▶ What is expected:
A verbatim copy of the records is required, with all pictures left out.

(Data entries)

^^^^

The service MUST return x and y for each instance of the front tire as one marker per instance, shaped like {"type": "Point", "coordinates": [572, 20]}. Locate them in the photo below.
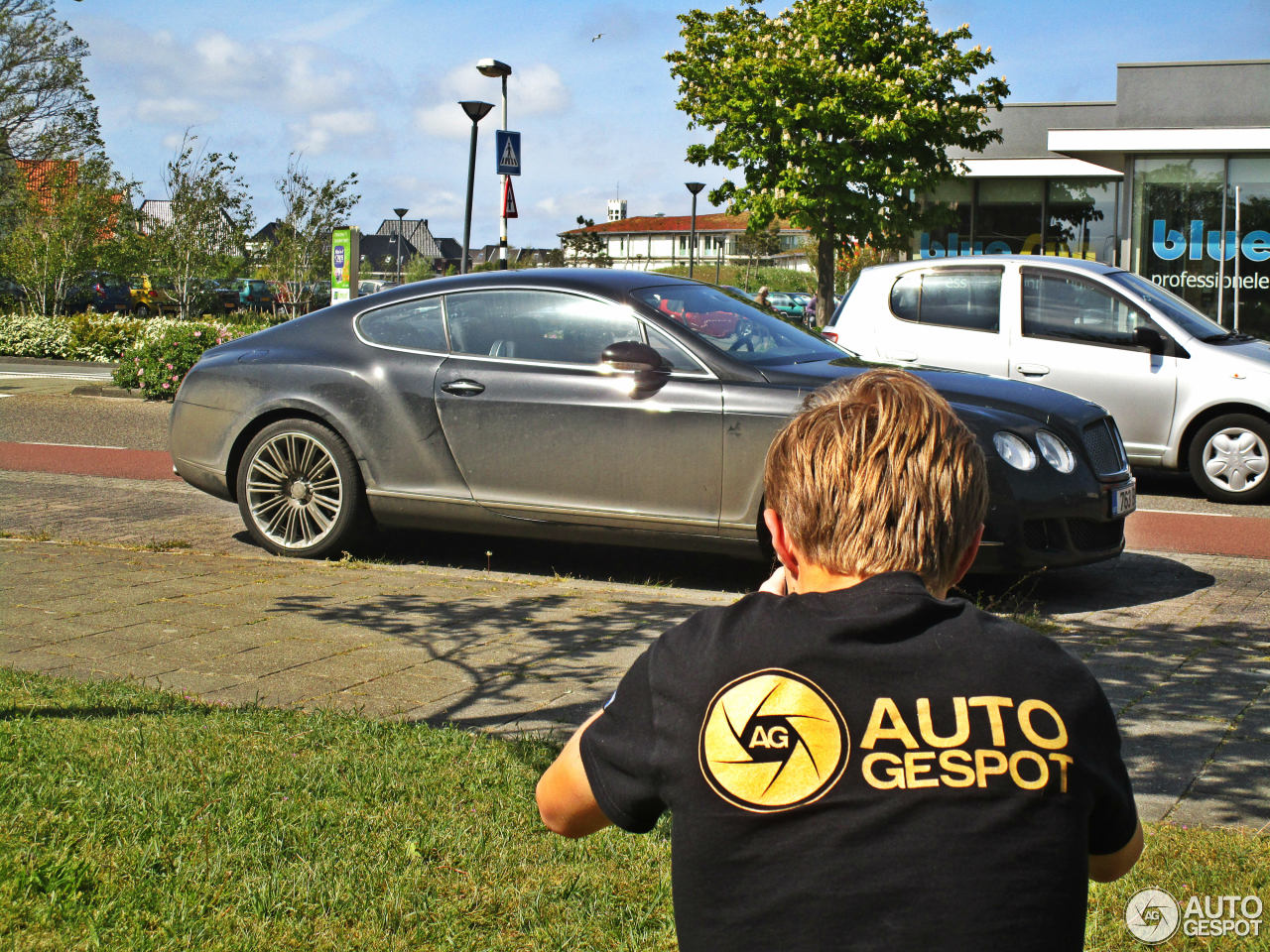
{"type": "Point", "coordinates": [300, 492]}
{"type": "Point", "coordinates": [1229, 458]}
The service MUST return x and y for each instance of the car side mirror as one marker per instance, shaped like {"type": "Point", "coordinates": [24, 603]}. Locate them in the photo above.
{"type": "Point", "coordinates": [634, 356]}
{"type": "Point", "coordinates": [1150, 338]}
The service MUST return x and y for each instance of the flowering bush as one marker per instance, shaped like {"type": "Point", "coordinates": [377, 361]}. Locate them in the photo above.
{"type": "Point", "coordinates": [35, 335]}
{"type": "Point", "coordinates": [158, 362]}
{"type": "Point", "coordinates": [102, 336]}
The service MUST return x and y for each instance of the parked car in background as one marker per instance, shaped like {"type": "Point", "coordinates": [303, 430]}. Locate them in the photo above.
{"type": "Point", "coordinates": [99, 293]}
{"type": "Point", "coordinates": [570, 404]}
{"type": "Point", "coordinates": [373, 287]}
{"type": "Point", "coordinates": [148, 299]}
{"type": "Point", "coordinates": [1185, 393]}
{"type": "Point", "coordinates": [789, 302]}
{"type": "Point", "coordinates": [254, 295]}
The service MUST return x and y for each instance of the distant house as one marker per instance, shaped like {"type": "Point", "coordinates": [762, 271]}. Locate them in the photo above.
{"type": "Point", "coordinates": [662, 240]}
{"type": "Point", "coordinates": [380, 254]}
{"type": "Point", "coordinates": [44, 178]}
{"type": "Point", "coordinates": [157, 213]}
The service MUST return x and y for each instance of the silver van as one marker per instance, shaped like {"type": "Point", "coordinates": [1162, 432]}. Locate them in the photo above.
{"type": "Point", "coordinates": [1185, 393]}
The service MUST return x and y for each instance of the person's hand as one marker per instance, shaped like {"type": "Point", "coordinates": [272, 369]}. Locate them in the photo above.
{"type": "Point", "coordinates": [775, 584]}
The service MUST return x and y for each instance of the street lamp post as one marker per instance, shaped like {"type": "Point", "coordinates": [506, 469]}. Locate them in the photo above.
{"type": "Point", "coordinates": [476, 111]}
{"type": "Point", "coordinates": [694, 186]}
{"type": "Point", "coordinates": [400, 214]}
{"type": "Point", "coordinates": [495, 67]}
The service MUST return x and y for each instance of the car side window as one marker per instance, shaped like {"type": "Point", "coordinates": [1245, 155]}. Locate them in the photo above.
{"type": "Point", "coordinates": [679, 358]}
{"type": "Point", "coordinates": [966, 299]}
{"type": "Point", "coordinates": [536, 325]}
{"type": "Point", "coordinates": [1066, 307]}
{"type": "Point", "coordinates": [412, 324]}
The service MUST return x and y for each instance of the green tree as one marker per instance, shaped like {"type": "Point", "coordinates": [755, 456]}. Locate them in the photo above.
{"type": "Point", "coordinates": [204, 232]}
{"type": "Point", "coordinates": [838, 112]}
{"type": "Point", "coordinates": [300, 253]}
{"type": "Point", "coordinates": [46, 111]}
{"type": "Point", "coordinates": [77, 220]}
{"type": "Point", "coordinates": [585, 248]}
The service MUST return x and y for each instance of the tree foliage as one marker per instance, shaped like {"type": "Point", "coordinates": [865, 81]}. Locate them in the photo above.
{"type": "Point", "coordinates": [204, 234]}
{"type": "Point", "coordinates": [75, 221]}
{"type": "Point", "coordinates": [839, 113]}
{"type": "Point", "coordinates": [46, 111]}
{"type": "Point", "coordinates": [300, 253]}
{"type": "Point", "coordinates": [585, 248]}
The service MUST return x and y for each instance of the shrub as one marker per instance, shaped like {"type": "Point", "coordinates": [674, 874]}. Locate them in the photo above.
{"type": "Point", "coordinates": [159, 361]}
{"type": "Point", "coordinates": [35, 335]}
{"type": "Point", "coordinates": [102, 336]}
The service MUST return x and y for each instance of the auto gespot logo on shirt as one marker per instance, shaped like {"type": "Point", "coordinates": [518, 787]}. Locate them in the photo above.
{"type": "Point", "coordinates": [772, 740]}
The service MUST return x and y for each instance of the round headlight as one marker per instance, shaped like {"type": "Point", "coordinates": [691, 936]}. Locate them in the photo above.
{"type": "Point", "coordinates": [1056, 451]}
{"type": "Point", "coordinates": [1015, 451]}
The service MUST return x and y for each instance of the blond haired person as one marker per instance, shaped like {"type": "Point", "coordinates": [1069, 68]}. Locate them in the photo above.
{"type": "Point", "coordinates": [852, 760]}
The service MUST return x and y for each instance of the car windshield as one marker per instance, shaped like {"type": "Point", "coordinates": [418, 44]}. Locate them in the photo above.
{"type": "Point", "coordinates": [1191, 320]}
{"type": "Point", "coordinates": [734, 326]}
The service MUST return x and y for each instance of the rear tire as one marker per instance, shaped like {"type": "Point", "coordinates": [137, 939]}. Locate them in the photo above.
{"type": "Point", "coordinates": [1229, 457]}
{"type": "Point", "coordinates": [300, 492]}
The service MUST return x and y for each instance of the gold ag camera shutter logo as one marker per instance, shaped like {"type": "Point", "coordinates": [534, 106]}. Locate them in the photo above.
{"type": "Point", "coordinates": [772, 740]}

^^^^

▶ Exercise output:
The service MUST return x and y for each instance of the front tire as one marker per instance, shaped like {"type": "Point", "coordinates": [572, 20]}. Locate them in the photo below.
{"type": "Point", "coordinates": [300, 492]}
{"type": "Point", "coordinates": [1229, 458]}
The service MUST return x and y for each instance of the car side mirror as one marker per instance, shaped like {"type": "Point", "coordinates": [24, 603]}. Locate them in the photo above.
{"type": "Point", "coordinates": [634, 356]}
{"type": "Point", "coordinates": [1150, 338]}
The service MUST return x and y for each instance of the flowering bush as one marker per instance, shaped like {"type": "Point", "coordinates": [377, 361]}. Locate them in the photo above.
{"type": "Point", "coordinates": [35, 335]}
{"type": "Point", "coordinates": [158, 362]}
{"type": "Point", "coordinates": [102, 336]}
The service MUST return x and y for each instance of the parked car in background as one marker per instance, shaped like {"type": "Point", "coordinates": [303, 430]}. Locate them in the photo above.
{"type": "Point", "coordinates": [99, 293]}
{"type": "Point", "coordinates": [570, 404]}
{"type": "Point", "coordinates": [373, 287]}
{"type": "Point", "coordinates": [148, 299]}
{"type": "Point", "coordinates": [1185, 393]}
{"type": "Point", "coordinates": [789, 302]}
{"type": "Point", "coordinates": [254, 295]}
The service MUST return x and y for each instance of the distant house as one marker per instance, shaped like {"type": "Point", "coordinates": [762, 271]}. Locate them in the photo above.
{"type": "Point", "coordinates": [662, 240]}
{"type": "Point", "coordinates": [380, 254]}
{"type": "Point", "coordinates": [44, 178]}
{"type": "Point", "coordinates": [157, 213]}
The service MUST return x and y for each instance of the silver van as one marker per instance, shaped like {"type": "Point", "coordinates": [1162, 432]}. Locate them in the photo above.
{"type": "Point", "coordinates": [1185, 393]}
The service MUST return x and y for each instance of the person's hand as one marker per instance, shaped like {"type": "Point", "coordinates": [272, 369]}. Locate them in the photo above.
{"type": "Point", "coordinates": [775, 584]}
The service MUST return x and y for each instance of the street lamp post as one marker per instance, shaped like {"type": "Point", "coordinates": [506, 469]}. Locate them in the photo above.
{"type": "Point", "coordinates": [476, 111]}
{"type": "Point", "coordinates": [694, 186]}
{"type": "Point", "coordinates": [400, 214]}
{"type": "Point", "coordinates": [495, 67]}
The service MUST return x and y for each instance of the car side window as one marker per instance, shaped like {"type": "Point", "coordinates": [1245, 155]}. Locate them in the photo above.
{"type": "Point", "coordinates": [679, 358]}
{"type": "Point", "coordinates": [966, 299]}
{"type": "Point", "coordinates": [536, 325]}
{"type": "Point", "coordinates": [1066, 307]}
{"type": "Point", "coordinates": [412, 324]}
The service MUST return x and y for each instance of the green tree as one marker per instance, shaped like {"type": "Point", "coordinates": [755, 456]}. Locate them in the photo above.
{"type": "Point", "coordinates": [204, 232]}
{"type": "Point", "coordinates": [838, 112]}
{"type": "Point", "coordinates": [300, 253]}
{"type": "Point", "coordinates": [46, 111]}
{"type": "Point", "coordinates": [77, 220]}
{"type": "Point", "coordinates": [585, 248]}
The service MUST return x and y for each instance of the tree foliage as one marker per instance, shaped like {"type": "Point", "coordinates": [865, 81]}. Locate them in the photo above.
{"type": "Point", "coordinates": [204, 234]}
{"type": "Point", "coordinates": [75, 221]}
{"type": "Point", "coordinates": [839, 113]}
{"type": "Point", "coordinates": [46, 111]}
{"type": "Point", "coordinates": [300, 253]}
{"type": "Point", "coordinates": [585, 248]}
The service MUST return x and y for each instance of the shrub as one marker per instance, shaped like {"type": "Point", "coordinates": [674, 874]}. Locate them in the photo above.
{"type": "Point", "coordinates": [159, 361]}
{"type": "Point", "coordinates": [35, 335]}
{"type": "Point", "coordinates": [102, 336]}
The service MUST return x and y for each instance of the auto gespot logo on shirt as one marker per instance, shaped like {"type": "Point", "coordinates": [518, 787]}. Locate them in the photo above.
{"type": "Point", "coordinates": [772, 740]}
The service MUST return x and y for each instance of the round headlight as one marker per instance, shaped like {"type": "Point", "coordinates": [691, 936]}. Locate them in the photo above.
{"type": "Point", "coordinates": [1056, 451]}
{"type": "Point", "coordinates": [1015, 451]}
The service MUST return x and y for each instance of the blond haired person as one marker per instance, shaped like {"type": "Point", "coordinates": [1069, 68]}. Locate them in the photo above.
{"type": "Point", "coordinates": [852, 760]}
The service MUST return x and y for each instance of the car windshield as one marker per instance, shaped like {"type": "Point", "coordinates": [418, 44]}. Locate them in the photo above.
{"type": "Point", "coordinates": [1191, 320]}
{"type": "Point", "coordinates": [734, 326]}
The service MUST return x and y for each instance of the rear tire as one marker per instance, shaped like {"type": "Point", "coordinates": [137, 939]}. Locate them in the photo above.
{"type": "Point", "coordinates": [1229, 457]}
{"type": "Point", "coordinates": [300, 492]}
The service MUST return x and y for each instance of the gold ag camera shutter logo as one marker per instance, shaped like {"type": "Point", "coordinates": [534, 106]}. Locate them in the photo above.
{"type": "Point", "coordinates": [772, 740]}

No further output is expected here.